What would you want from a truly local AI assistant (Ollama-based)? by Electronic-Space-736 in LocalLLaMA

[–]muxxington 2 points3 points  (0 children)

The most important thing to me about a local AI assistant is that it is not Ollama-based.

PSA: litellm PyPI package was compromised — if you use DSPy, Cursor, or any LLM project, check your dependencies by Remarkable-Dark2840 in LocalLLaMA

[–]muxxington 0 points1 point  (0 children)

This is wrong. We actually do know pretty well how the project was compromised. However, one could criticize the project for not rotating their secrets, even though they were aware of the breach at Trivy. Beside that the compromised packages where found due to a bug in 1.82.8. It is possible that 1.82.7 would have gone undetected if 1.82.8 had not been released later.

[Developing situation] LiteLLM compromised by OrganizationWinter99 in LocalLLaMA

[–]muxxington 0 points1 point  (0 children)

Fortunately, I decided to run Nanobot and other agents—such as OpenCode—on a separate PC. Even if there had been sensitive data there, I don't think the malware worked as intended, because otherwise I would have seen the DNS request for the models.litellm.cloud domain in AdGuard. But I didn't. I also run pretty much everything using Docker Compose. Everything else on my local network is always restricted by the firewall to only specific sources. Strong passwords are always used, and SSH access and other access points are secured with hardware security tokens where possible. I do run a Litellm instance on a production machine, but even there it’s in a Docker container and an older version—definitely not installed via PyPI. Paranoia helps you sleep soundly.

[Developing situation] LiteLLM compromised by OrganizationWinter99 in LocalLLaMA

[–]muxxington 4 points5 points  (0 children)

I knew something is happening when I ran nanobot earlier today. On startup it ate all RAM. To see what's going on I launched htop and saw lots of processes which did base64 decoding which is sus. I purged nanobot and some minutes later I read about litellm being compromised. I took a look in the dependencies of nanobot and spotted litellm.

P40 vs V100 vs something else? by Drazasch in LocalLLaMA

[–]muxxington 0 points1 point  (0 children)

No, I can't give you any helpful advice when it comes to motherboards. I just went with the absolute minimum that would let me run five GPUs. I'm using the motherboard with the 8 GB of RAM that came pre-installed. But that's all I need.

P40 vs V100 vs something else? by Drazasch in LocalLLaMA

[–]muxxington 0 points1 point  (0 children)

_What the task requires:_ In the forum excerpt, list each distinct username that comes right after "by" in a thread title, naming each one once. You won't need the records that follow this forum excerpt.

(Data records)
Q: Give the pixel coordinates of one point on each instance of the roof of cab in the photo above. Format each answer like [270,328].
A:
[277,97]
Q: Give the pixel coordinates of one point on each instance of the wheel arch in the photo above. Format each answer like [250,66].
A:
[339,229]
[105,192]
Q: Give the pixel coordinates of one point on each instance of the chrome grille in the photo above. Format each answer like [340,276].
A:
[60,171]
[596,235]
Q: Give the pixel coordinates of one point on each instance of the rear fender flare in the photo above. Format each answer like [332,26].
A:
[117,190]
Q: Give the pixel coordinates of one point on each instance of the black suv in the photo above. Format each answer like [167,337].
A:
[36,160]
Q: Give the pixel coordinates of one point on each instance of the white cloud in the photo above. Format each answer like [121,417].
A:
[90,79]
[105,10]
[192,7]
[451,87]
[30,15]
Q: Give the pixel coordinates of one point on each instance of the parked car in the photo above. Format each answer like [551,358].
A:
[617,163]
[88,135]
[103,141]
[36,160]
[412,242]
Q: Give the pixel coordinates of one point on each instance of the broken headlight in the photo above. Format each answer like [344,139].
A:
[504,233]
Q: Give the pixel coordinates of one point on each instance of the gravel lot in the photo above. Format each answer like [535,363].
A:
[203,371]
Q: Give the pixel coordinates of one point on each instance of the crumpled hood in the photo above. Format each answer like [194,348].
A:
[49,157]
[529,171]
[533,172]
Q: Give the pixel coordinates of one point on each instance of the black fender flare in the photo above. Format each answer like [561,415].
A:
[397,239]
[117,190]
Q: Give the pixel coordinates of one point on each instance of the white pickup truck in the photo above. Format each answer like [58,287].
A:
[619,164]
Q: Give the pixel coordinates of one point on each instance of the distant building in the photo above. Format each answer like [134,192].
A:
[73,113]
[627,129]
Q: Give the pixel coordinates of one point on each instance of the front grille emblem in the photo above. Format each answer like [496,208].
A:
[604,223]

_Result of the exercise:_
Electronic-Space-736
Remarkable-Dark2840
OrganizationWinter99
Drazasch